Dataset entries
....
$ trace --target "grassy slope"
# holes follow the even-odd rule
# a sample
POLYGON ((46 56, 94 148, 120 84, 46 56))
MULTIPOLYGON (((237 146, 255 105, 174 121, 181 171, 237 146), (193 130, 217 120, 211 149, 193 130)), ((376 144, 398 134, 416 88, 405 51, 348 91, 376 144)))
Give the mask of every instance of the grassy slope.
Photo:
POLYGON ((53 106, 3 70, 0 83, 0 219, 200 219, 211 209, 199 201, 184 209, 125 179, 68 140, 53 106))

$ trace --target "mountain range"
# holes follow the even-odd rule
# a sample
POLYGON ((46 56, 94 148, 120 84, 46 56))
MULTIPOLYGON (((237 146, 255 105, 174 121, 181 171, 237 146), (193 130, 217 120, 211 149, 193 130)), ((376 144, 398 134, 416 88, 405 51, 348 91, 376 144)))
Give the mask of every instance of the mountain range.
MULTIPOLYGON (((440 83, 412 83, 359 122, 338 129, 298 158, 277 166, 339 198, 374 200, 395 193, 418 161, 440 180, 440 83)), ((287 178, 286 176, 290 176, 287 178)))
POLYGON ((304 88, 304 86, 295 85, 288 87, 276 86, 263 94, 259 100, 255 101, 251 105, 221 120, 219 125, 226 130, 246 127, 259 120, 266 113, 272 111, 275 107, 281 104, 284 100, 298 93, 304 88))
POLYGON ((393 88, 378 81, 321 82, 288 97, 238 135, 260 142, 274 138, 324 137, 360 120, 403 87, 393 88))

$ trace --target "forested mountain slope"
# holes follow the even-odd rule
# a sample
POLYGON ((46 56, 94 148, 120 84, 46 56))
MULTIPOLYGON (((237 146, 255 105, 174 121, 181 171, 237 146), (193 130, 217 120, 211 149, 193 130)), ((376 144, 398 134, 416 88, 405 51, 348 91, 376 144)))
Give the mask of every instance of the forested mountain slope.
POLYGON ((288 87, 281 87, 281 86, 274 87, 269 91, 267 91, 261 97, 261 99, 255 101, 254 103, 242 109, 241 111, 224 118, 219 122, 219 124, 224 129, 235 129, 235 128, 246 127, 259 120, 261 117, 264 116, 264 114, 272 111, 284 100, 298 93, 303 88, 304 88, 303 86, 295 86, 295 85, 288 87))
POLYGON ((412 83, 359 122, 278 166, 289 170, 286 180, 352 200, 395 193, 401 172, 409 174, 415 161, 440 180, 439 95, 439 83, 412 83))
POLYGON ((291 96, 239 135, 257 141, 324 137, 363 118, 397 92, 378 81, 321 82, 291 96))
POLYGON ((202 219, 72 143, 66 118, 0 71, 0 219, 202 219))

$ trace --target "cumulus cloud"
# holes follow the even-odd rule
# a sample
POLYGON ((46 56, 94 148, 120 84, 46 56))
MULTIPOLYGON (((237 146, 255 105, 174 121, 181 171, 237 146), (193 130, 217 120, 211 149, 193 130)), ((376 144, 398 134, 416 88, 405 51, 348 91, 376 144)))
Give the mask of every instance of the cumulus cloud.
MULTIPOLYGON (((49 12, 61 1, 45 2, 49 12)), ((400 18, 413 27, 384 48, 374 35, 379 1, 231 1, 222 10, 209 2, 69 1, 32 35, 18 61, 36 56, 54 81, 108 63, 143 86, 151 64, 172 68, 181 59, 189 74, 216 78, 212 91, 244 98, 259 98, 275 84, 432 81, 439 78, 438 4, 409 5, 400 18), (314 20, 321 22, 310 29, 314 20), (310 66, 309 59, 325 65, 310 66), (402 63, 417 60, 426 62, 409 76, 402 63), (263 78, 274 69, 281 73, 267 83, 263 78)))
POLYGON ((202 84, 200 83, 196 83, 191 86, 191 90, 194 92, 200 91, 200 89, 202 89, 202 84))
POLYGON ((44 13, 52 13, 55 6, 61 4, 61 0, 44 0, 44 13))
....
PROBLEM TO WORK ON
Please turn the items above into a JSON list of strings with one string per line, leaving out any blank lines.

OUTPUT OF THE EXERCISE
[
  "$ trace --target \"grassy slope\"",
  "# holes follow the even-odd rule",
  "# a sample",
  "POLYGON ((46 56, 94 148, 120 84, 46 56))",
  "MULTIPOLYGON (((237 146, 255 105, 174 121, 181 171, 237 146), (193 130, 217 120, 211 149, 193 130)), ((376 144, 398 134, 416 88, 405 51, 348 91, 376 144)))",
  "Give the mask of every instance of the grassy slope.",
  "Photo:",
  "POLYGON ((53 106, 3 70, 0 83, 0 219, 200 219, 211 209, 199 201, 184 209, 125 179, 68 140, 53 106))",
  "$ trace --target \"mountain range\"",
  "# holes follow the even-odd rule",
  "# a sample",
  "POLYGON ((46 56, 94 148, 120 84, 46 56))",
  "MULTIPOLYGON (((237 146, 255 105, 174 121, 181 171, 237 146), (193 130, 217 120, 211 149, 193 130)), ((376 144, 398 134, 416 88, 405 51, 348 91, 376 144)))",
  "Give the mask of every instance of the mountain range.",
  "MULTIPOLYGON (((440 83, 412 83, 359 122, 338 129, 298 158, 277 166, 339 198, 374 200, 395 193, 418 161, 440 180, 440 83)), ((287 178, 286 176, 290 176, 287 178)))",
  "POLYGON ((304 88, 304 86, 295 85, 288 87, 276 86, 263 94, 259 100, 255 101, 251 105, 221 120, 219 125, 226 130, 246 127, 259 120, 266 113, 272 111, 275 107, 281 104, 284 100, 298 93, 304 88))",
  "POLYGON ((393 88, 378 81, 321 82, 288 97, 238 135, 260 142, 274 138, 324 137, 360 120, 403 87, 393 88))",
  "$ trace --target \"forested mountain slope\"",
  "# holes follow the even-odd rule",
  "# a sample",
  "POLYGON ((46 56, 94 148, 120 84, 46 56))",
  "MULTIPOLYGON (((237 146, 255 105, 174 121, 181 171, 237 146), (193 130, 217 120, 211 149, 193 130)), ((376 144, 398 134, 416 88, 405 51, 348 91, 376 144)))",
  "Give the mask of every instance of the forested mountain slope.",
  "POLYGON ((288 87, 281 87, 281 86, 274 87, 269 91, 267 91, 261 97, 261 99, 255 101, 254 103, 242 109, 241 111, 224 118, 219 122, 219 124, 224 129, 235 129, 235 128, 246 127, 259 120, 261 117, 264 116, 264 114, 272 111, 284 100, 298 93, 303 88, 304 88, 303 86, 295 86, 295 85, 288 87))",
  "POLYGON ((412 83, 359 122, 278 166, 289 170, 286 180, 352 200, 395 193, 401 172, 409 174, 415 161, 440 180, 439 95, 439 83, 412 83))",
  "POLYGON ((291 96, 239 135, 257 141, 324 137, 363 118, 397 92, 378 81, 321 82, 291 96))",
  "POLYGON ((202 219, 72 143, 66 118, 0 71, 0 219, 202 219))",
  "$ trace --target \"cumulus cloud\"",
  "# holes follow the even-odd rule",
  "# a sample",
  "POLYGON ((46 56, 94 148, 120 84, 46 56))",
  "MULTIPOLYGON (((237 146, 255 105, 174 121, 181 171, 237 146), (193 130, 217 120, 211 149, 193 130)), ((376 144, 398 134, 416 88, 405 51, 348 91, 376 144)))",
  "Give the mask of every instance of the cumulus cloud.",
  "MULTIPOLYGON (((49 12, 61 1, 45 2, 49 12)), ((400 18, 413 27, 384 48, 374 35, 379 1, 231 1, 222 10, 209 2, 69 1, 32 35, 18 61, 36 56, 54 81, 108 63, 143 86, 151 64, 172 68, 181 59, 189 74, 216 78, 212 91, 244 98, 259 98, 275 84, 432 81, 439 78, 438 4, 409 5, 400 18), (314 20, 321 22, 310 29, 314 20), (310 66, 309 59, 325 65, 310 66), (402 63, 417 60, 426 62, 409 76, 402 63), (263 78, 274 69, 281 73, 267 83, 263 78)))",
  "POLYGON ((202 84, 200 83, 196 83, 191 86, 191 90, 194 92, 200 91, 200 89, 202 89, 202 84))",
  "POLYGON ((44 13, 52 13, 55 6, 61 4, 61 0, 44 0, 44 13))"
]